===== Material supplied
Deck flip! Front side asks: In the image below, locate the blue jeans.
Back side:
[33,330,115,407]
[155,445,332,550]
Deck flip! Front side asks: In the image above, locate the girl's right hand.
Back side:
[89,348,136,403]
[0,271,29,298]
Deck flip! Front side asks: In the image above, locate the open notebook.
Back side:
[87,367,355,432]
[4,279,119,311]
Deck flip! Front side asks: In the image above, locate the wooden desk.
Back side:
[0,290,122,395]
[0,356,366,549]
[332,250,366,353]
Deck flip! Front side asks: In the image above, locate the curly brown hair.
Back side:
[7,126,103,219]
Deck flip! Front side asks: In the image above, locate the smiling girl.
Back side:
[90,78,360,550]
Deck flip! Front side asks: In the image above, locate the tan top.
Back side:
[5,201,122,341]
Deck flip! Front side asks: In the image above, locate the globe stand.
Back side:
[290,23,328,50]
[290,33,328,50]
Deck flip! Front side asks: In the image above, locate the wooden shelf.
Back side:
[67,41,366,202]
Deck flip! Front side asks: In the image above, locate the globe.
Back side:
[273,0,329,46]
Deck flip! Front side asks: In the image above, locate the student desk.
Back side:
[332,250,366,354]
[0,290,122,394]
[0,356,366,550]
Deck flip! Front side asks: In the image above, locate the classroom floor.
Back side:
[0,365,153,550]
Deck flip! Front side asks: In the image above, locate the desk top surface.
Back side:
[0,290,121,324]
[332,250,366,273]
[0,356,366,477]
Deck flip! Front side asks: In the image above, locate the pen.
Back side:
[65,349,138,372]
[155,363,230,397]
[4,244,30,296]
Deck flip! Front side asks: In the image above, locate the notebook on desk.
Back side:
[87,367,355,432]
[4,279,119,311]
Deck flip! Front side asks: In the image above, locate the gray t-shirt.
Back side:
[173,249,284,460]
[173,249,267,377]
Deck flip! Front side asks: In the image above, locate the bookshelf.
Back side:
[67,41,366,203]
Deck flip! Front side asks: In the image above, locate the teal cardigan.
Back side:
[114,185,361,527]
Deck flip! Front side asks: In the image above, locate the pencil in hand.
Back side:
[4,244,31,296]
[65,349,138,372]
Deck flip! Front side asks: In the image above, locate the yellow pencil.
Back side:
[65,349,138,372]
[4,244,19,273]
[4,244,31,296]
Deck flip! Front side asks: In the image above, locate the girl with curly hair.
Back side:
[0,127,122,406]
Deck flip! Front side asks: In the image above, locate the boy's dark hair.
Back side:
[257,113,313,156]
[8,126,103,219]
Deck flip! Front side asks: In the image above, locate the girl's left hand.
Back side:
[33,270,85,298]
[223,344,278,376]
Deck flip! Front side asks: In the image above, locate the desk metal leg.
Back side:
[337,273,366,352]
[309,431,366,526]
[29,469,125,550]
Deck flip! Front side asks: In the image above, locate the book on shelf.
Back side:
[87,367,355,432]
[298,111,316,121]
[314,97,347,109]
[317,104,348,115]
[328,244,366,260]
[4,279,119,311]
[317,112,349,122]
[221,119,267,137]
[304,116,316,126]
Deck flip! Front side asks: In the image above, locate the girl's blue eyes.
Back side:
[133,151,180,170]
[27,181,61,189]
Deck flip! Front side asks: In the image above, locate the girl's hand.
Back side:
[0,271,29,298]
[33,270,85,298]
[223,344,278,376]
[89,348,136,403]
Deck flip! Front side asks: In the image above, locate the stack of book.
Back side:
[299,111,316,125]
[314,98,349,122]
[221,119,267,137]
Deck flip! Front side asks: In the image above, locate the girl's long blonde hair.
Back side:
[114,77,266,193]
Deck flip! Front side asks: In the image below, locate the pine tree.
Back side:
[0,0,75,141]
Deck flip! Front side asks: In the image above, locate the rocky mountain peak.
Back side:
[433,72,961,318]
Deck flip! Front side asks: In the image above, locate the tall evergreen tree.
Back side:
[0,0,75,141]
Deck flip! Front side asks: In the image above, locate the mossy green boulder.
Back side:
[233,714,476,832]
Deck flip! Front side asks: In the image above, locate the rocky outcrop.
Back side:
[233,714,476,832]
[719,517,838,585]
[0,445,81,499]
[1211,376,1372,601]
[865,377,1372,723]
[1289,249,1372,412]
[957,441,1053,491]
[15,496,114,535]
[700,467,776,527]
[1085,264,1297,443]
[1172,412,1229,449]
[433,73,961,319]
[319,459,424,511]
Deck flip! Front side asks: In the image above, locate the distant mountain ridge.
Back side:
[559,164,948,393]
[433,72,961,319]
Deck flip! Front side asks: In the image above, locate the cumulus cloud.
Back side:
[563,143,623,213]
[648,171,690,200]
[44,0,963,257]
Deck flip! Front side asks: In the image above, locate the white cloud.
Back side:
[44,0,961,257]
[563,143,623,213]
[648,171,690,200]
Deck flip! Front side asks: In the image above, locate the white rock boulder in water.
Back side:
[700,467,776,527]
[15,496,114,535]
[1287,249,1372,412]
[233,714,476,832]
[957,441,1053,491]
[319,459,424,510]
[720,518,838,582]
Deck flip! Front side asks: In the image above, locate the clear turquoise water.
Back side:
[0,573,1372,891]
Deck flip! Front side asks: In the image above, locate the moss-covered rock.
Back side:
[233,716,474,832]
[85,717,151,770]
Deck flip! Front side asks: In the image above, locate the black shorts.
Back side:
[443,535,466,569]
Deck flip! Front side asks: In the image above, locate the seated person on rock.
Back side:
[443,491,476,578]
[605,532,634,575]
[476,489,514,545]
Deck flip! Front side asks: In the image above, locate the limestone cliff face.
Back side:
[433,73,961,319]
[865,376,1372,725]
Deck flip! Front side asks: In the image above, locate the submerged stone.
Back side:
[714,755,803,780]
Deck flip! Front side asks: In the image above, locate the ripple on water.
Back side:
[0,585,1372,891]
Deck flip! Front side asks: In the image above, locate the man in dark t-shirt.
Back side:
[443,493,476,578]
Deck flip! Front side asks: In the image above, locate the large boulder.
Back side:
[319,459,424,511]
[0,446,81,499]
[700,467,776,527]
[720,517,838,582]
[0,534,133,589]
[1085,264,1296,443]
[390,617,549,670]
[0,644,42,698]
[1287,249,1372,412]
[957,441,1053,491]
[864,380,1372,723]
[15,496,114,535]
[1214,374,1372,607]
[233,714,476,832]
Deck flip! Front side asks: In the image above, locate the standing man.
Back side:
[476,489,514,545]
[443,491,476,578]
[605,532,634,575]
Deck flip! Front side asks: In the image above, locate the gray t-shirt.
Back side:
==========
[Instructions to follow]
Rewrite the records from the line containing "with curly hair." through the line containing "[27,181,61,189]", both ends included, keeping the requests intact. Offset every bounding-box coordinate in the answers by +138.

[Problem solution]
Deck flip! Front side asks: In the image above, locate the girl with curly hair.
Back side:
[138,265,260,544]
Deck flip! Front side asks: In the image above, locate the boy's dark hair.
Back side:
[395,251,451,294]
[146,264,241,357]
Deck flip! Front side asks: In the image above, locate the girl's left hand.
Back side:
[171,408,223,436]
[361,482,416,514]
Deck flip! Front side asks: In the image above, locate the desk metal leg.
Back side:
[475,411,504,490]
[447,569,504,664]
[167,607,263,688]
Deck flip! Front side asks: In the image above, locate the book on shelf.
Back side:
[225,505,493,570]
[436,249,454,259]
[452,235,485,247]
[455,242,486,253]
[466,382,504,398]
[142,417,257,449]
[455,250,487,260]
[359,257,405,275]
[442,254,454,264]
Deck flip! Front side asks: In the image above, locate the girl's blue eyes.
Back side:
[271,289,318,308]
[165,319,199,327]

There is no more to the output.